Image point grounding data
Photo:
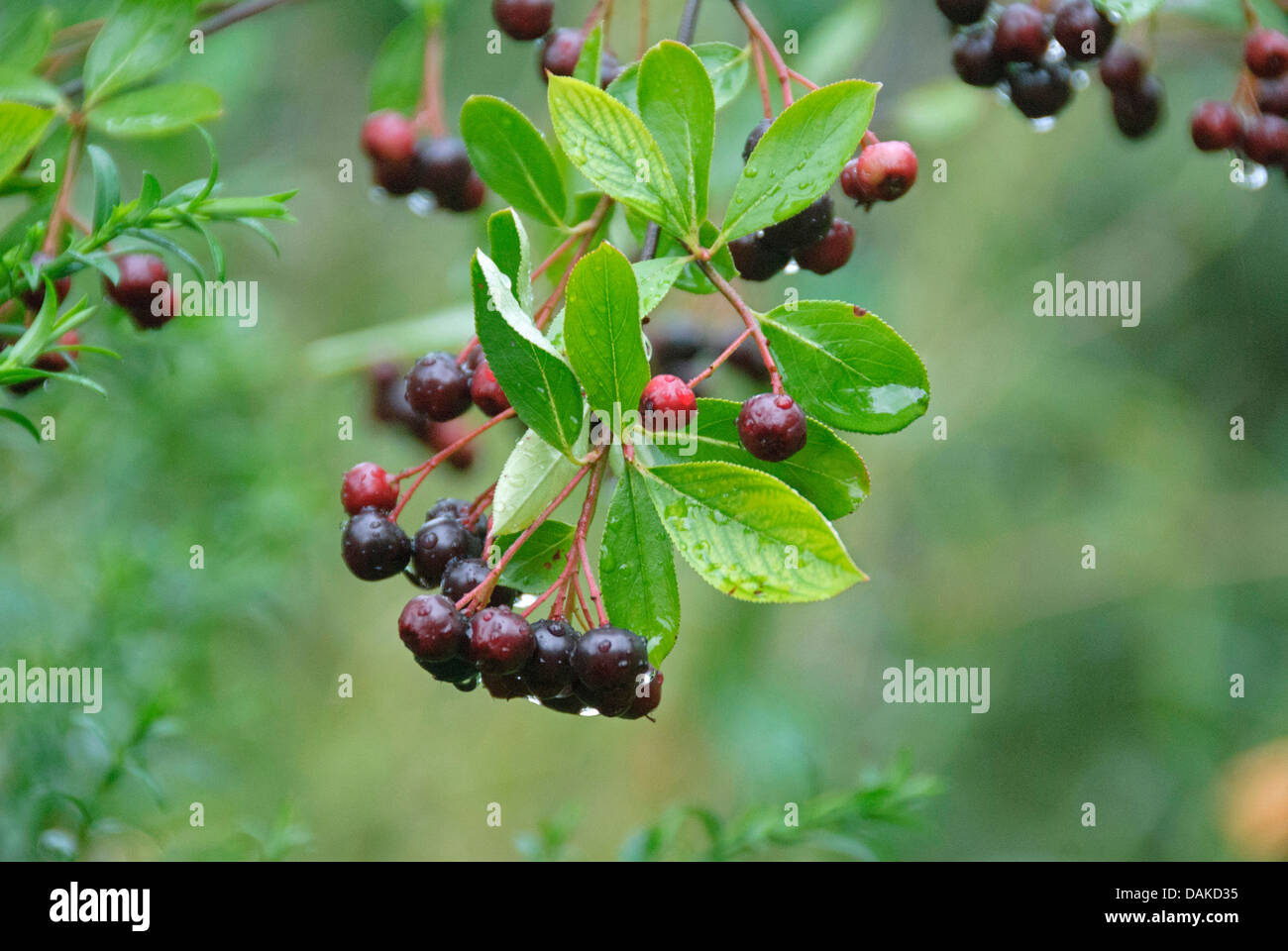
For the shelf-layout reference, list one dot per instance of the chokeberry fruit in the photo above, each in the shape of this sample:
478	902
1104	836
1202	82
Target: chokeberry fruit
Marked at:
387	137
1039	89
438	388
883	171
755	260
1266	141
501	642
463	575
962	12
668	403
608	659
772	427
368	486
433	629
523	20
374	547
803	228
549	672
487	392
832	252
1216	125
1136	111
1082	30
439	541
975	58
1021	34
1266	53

* * *

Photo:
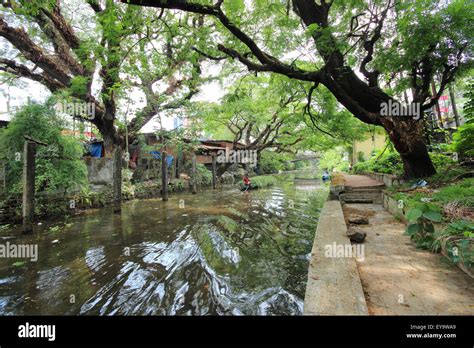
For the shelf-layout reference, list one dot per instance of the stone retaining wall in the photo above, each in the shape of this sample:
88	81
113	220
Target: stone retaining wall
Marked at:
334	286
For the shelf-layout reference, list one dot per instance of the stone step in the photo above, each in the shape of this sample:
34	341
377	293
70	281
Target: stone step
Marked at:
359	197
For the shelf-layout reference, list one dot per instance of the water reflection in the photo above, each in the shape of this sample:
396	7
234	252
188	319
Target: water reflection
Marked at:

*TO DO*: If a line in the data above holds the string "fruit", copy it.

*TASK RESULT*:
For the shelf-layout reference, list one dot per instance of the chokeberry fruit in the photo above, each in the shape of this sample:
Target: chokeberry fruit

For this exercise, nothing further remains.